WHAT THIS TASK INVOLVES
Rewrite every line of the listing between the lines holding "Point out every instance of the player's blonde" and "x=625, y=193", inclusive. Raise each answer coordinate by 15 and leave all other lines and the sample points unchanged.

(Location identification items)
__________________________________________________

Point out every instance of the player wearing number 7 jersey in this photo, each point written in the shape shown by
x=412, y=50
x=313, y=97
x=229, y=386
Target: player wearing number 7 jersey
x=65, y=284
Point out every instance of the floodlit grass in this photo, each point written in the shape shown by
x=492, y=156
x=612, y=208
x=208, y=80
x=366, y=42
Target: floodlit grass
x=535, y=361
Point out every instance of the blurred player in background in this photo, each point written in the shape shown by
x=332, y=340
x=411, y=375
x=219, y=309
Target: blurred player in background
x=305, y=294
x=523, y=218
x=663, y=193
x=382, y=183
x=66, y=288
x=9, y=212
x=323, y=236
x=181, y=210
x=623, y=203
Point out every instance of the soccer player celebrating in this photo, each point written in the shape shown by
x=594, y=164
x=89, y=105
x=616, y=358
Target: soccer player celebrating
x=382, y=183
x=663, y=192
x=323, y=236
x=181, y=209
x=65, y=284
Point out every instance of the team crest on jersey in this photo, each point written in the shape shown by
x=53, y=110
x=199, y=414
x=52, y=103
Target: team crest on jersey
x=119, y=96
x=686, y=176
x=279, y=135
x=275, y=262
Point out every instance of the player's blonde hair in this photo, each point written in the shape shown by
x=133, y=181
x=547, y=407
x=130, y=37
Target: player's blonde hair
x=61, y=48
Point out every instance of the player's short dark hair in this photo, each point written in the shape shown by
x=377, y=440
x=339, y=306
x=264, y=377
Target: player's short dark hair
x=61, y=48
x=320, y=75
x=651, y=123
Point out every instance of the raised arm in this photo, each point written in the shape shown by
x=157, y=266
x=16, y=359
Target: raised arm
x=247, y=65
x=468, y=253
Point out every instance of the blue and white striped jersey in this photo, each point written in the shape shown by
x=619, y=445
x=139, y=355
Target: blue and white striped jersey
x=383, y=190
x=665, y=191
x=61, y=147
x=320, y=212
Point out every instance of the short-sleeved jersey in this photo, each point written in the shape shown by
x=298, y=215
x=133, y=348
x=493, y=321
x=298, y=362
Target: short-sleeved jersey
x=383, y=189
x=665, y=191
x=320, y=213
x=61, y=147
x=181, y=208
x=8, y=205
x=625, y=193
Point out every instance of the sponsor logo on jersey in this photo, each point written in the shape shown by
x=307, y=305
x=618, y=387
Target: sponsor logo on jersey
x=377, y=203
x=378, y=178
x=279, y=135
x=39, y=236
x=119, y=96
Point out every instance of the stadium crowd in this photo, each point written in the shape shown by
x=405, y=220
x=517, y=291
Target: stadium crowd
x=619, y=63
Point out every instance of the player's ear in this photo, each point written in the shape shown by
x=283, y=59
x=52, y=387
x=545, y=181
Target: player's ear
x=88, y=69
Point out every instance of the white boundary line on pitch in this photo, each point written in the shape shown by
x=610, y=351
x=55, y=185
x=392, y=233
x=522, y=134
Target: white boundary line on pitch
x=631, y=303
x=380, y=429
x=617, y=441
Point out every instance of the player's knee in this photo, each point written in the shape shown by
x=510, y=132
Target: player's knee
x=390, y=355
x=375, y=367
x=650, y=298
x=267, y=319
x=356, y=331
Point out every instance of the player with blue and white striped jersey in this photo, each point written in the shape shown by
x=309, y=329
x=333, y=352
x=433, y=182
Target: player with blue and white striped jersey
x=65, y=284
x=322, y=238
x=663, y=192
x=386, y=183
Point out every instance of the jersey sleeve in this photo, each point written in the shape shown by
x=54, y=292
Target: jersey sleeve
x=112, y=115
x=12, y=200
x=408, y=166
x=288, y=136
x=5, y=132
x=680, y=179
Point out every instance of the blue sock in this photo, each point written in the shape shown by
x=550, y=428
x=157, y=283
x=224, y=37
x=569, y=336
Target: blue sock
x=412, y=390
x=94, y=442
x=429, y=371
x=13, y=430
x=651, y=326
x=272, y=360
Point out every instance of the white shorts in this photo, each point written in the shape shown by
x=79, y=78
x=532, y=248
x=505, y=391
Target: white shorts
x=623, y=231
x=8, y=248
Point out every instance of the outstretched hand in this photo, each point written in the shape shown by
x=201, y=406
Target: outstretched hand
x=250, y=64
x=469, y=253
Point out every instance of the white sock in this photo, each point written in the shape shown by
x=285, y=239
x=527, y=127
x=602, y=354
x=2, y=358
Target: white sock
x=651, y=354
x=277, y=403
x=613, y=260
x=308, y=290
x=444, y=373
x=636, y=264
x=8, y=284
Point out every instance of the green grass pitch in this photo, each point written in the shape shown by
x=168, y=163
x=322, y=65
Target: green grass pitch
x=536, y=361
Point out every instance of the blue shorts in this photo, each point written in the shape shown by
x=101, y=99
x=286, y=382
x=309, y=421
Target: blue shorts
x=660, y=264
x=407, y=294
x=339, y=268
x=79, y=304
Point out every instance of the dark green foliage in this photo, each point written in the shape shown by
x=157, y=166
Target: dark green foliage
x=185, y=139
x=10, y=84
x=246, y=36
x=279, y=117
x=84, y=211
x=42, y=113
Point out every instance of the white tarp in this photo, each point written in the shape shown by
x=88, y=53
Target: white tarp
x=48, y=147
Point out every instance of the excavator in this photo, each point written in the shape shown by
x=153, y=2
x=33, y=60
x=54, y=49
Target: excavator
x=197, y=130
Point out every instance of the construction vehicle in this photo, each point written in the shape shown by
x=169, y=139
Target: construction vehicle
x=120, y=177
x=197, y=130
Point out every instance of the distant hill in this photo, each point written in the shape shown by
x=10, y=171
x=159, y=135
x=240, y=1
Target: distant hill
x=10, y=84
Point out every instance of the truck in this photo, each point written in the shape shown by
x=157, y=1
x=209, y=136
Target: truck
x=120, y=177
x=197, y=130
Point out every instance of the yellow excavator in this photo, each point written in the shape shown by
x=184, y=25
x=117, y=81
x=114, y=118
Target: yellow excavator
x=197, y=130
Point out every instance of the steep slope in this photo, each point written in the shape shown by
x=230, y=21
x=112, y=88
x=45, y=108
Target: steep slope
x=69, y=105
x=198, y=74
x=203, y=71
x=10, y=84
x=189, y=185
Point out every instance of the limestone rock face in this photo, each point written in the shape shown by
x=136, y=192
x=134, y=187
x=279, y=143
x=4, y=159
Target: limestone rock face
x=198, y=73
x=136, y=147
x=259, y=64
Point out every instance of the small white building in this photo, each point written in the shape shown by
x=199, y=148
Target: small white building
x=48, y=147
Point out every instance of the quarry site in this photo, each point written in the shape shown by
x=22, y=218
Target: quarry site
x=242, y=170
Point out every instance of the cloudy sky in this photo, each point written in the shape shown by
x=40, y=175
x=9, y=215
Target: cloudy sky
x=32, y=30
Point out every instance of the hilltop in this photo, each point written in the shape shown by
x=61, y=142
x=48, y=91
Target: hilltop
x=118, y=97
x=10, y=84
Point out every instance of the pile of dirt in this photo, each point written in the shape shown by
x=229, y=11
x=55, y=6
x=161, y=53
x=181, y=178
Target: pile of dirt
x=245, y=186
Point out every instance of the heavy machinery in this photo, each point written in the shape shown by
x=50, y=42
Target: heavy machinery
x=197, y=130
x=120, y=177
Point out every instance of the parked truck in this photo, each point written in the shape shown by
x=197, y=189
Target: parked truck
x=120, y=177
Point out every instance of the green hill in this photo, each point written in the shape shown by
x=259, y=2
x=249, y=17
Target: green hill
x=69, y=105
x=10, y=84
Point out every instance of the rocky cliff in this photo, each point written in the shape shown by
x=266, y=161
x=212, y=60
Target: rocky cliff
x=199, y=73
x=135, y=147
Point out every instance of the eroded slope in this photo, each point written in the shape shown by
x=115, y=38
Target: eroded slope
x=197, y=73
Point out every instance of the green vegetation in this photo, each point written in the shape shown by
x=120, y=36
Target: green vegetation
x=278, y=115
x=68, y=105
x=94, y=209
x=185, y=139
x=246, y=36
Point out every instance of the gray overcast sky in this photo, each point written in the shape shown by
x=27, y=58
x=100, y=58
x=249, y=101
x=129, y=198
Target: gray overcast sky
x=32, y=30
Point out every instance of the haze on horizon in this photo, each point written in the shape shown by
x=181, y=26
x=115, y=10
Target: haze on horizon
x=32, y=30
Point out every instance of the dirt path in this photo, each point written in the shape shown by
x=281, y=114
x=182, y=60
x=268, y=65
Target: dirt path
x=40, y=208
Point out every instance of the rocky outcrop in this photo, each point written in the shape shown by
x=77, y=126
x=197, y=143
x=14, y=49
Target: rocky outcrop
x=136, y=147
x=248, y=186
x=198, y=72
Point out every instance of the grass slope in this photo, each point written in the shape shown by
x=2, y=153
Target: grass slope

__________________________________________________

SOLUTION FOR THIS EXERCISE
Point out every instance of the player's blonde hair in this photo, each point written in the shape shown by
x=133, y=181
x=547, y=407
x=130, y=37
Target: player's blonde hair
x=76, y=63
Point out every instance of the player's short dark hair in this photo, each point written in the shape shown by
x=377, y=440
x=339, y=306
x=264, y=377
Target: player's short dark hair
x=76, y=63
x=335, y=90
x=666, y=138
Point out every instance of the raised arm in this photo, each point written in the shape shown by
x=157, y=266
x=16, y=359
Target: raised arm
x=262, y=80
x=483, y=268
Point out every instance of the blue and white striped jersey in this photo, each point written in the shape shown by
x=619, y=445
x=139, y=355
Target: blue and white striped jersey
x=398, y=205
x=680, y=206
x=76, y=162
x=335, y=227
Point out every instance of the short-sleeved jersey in this photo, each point written in the shape shown by
x=298, y=215
x=133, y=348
x=493, y=321
x=298, y=362
Target: short-sleeved jersey
x=398, y=204
x=680, y=206
x=335, y=228
x=76, y=162
x=196, y=223
x=23, y=220
x=640, y=208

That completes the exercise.